_問題 A_:
離島・過疎地域対策についての本文で、同じ県に暮らしていながら地域格差があるとされている分野をすべて挙げよ。
_問題 B_:
離島・過疎地域対策についての本文に基づき、次の問いに答えよ。
(i) 本県の有人離島はいくつあるか。
(ii) 質問者はこの夏、そのうちいくつの島を訪ねたか。
(iii) 弓削島から岩城島へのフェリー航路の区間の運航が廃止されたのはいつか。

===== 本文

離島・過疎地域対策について - 質問 -
次に、離島・過疎地域対策についてお伺いいたします。
本県の有人離島は幾つあるか、皆さん御存じでしょうか。正解は33です。これは長崎県に次いで全国第2位であり、それほど多くの離島を有する本県は、離島公共団体と言ってよいのかもしれません。
その33島のうち、私は、この夏、9島を訪ねました。津和地島、野忽那島、しまなみの大島、伯方島、大三島、弓削島、佐島、新居浜市の大島、宇和島市の戸島であります。それぞれの島にそれぞれの課題を感じたわけですが、共通して挙げられる課題は、やはり社会資本の脆弱ではないかと思うのであります。
例えば、上島町では、同じ町内の弓削島から岩城島へ車で移動するのに、まず、県境をまたぎ船で因島へ、橋を渡って生口島へ、そして、船で県境をまたぎ直して岩城島へというふうに、しかも有料で行かねばなりません。それまで、島民の足であったフェリー航路が、本年6月、経営判断によりその区間の運航を廃止したため、そうした状況になったのであります。このことは、離島に限らず、中山間地域が大部分を占める過疎地域などにおいても、バス路線の廃止など、今後、容易に起こり得ることであります。
また、交通だけではなく福祉も同様です。例えば、同じ松山市で同じ介護保険料を支払っているにもかかわらず、島嶼部では受けられないサービスが幾つもあります。医療も教育もしかり、考えれば考えるほど、同じ県に暮らしていながら地域格差が厳然とあることに気づかされ、それが拡大していると感じてなりません。
そこで、お伺いいたします。

==========
===== データ一覧

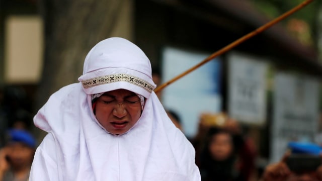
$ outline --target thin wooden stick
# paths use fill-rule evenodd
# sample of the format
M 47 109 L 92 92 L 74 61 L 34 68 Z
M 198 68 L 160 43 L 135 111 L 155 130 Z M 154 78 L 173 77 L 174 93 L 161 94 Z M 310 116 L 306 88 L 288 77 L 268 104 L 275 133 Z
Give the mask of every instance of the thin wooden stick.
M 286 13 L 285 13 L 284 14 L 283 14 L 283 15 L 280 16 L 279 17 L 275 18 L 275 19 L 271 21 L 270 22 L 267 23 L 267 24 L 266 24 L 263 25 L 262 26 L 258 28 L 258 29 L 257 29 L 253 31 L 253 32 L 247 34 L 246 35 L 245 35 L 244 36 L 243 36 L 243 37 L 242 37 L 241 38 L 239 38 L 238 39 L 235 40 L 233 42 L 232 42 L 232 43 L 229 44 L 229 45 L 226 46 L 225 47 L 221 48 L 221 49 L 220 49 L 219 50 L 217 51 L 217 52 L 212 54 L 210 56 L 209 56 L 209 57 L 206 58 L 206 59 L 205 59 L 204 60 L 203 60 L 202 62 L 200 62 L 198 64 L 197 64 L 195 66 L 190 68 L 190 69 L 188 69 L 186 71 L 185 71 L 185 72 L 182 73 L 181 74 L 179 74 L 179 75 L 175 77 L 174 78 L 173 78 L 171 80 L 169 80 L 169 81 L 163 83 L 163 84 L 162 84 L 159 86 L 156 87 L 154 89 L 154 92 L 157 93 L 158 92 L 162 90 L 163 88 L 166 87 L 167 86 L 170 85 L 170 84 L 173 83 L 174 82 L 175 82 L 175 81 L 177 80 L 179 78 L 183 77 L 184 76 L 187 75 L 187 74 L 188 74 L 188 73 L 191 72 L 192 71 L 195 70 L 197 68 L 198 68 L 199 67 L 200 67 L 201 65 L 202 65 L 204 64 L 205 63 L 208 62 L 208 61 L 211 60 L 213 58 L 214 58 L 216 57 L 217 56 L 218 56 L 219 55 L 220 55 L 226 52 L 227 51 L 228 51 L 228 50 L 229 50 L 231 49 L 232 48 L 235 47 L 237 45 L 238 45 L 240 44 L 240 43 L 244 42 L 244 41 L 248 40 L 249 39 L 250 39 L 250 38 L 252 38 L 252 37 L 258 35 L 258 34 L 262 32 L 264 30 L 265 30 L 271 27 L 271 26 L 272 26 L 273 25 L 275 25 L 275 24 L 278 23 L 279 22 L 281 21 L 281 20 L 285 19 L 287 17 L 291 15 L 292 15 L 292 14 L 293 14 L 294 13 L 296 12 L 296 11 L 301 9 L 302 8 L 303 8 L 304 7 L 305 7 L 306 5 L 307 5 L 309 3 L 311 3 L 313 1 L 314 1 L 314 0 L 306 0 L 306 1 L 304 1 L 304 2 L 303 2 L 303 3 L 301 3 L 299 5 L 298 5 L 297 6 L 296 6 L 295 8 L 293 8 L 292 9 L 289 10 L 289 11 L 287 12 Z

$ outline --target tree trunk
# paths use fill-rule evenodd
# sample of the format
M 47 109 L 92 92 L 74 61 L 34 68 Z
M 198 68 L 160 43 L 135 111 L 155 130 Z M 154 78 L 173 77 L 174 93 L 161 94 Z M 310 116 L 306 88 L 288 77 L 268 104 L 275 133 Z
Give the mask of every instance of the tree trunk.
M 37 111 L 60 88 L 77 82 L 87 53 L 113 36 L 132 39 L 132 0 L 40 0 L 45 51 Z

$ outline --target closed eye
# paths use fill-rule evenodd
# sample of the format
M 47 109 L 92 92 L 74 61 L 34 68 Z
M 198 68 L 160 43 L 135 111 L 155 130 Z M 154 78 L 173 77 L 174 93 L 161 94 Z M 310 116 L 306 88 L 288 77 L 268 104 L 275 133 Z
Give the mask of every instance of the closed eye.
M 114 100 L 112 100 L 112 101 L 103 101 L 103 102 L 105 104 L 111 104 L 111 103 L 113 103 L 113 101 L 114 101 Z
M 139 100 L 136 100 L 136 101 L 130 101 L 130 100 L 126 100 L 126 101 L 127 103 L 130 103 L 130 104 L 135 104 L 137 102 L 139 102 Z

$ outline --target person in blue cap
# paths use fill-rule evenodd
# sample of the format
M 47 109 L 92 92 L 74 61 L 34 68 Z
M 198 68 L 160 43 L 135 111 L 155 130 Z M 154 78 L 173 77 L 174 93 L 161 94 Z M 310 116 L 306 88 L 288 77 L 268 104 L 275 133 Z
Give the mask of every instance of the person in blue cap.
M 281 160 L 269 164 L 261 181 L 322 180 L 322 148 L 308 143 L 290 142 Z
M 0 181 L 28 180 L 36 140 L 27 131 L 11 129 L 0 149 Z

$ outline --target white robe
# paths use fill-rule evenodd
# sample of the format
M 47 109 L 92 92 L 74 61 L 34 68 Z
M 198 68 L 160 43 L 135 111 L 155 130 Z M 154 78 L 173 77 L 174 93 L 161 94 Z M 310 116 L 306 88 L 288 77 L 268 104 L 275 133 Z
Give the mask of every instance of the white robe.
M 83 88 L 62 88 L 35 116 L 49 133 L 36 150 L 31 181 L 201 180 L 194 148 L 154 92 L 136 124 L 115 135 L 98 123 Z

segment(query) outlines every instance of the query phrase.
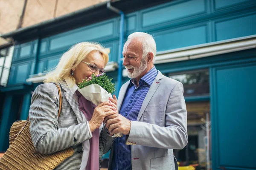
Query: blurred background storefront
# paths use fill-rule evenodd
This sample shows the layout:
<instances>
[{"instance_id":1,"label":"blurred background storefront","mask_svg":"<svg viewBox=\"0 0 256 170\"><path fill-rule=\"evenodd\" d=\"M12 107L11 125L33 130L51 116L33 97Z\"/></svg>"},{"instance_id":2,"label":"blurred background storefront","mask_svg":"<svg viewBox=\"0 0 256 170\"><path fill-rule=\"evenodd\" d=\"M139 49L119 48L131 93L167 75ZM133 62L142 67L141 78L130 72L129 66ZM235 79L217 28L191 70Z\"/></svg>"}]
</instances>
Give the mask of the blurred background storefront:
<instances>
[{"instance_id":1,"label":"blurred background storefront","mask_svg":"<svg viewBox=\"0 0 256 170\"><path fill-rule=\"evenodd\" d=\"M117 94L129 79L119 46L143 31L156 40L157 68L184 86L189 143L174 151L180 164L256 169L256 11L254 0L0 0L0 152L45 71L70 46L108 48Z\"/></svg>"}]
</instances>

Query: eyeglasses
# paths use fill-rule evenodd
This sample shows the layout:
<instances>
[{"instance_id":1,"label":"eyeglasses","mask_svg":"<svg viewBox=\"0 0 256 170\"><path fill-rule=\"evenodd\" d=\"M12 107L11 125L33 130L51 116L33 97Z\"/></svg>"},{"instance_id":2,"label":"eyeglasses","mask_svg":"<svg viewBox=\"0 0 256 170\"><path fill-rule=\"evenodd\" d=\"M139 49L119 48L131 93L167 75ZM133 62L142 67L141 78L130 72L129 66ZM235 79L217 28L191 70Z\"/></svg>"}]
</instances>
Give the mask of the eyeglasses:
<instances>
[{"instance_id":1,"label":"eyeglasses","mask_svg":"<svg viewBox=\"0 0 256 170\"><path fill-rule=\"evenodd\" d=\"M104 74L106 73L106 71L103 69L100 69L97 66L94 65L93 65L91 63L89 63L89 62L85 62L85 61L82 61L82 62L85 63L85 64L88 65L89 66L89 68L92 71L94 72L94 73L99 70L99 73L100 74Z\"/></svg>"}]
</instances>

==========

_最終解答 A_:
交通、福祉、医療、教育

_最終解答 B_:
(i) 33
(ii) 9島
(iii) 本年6月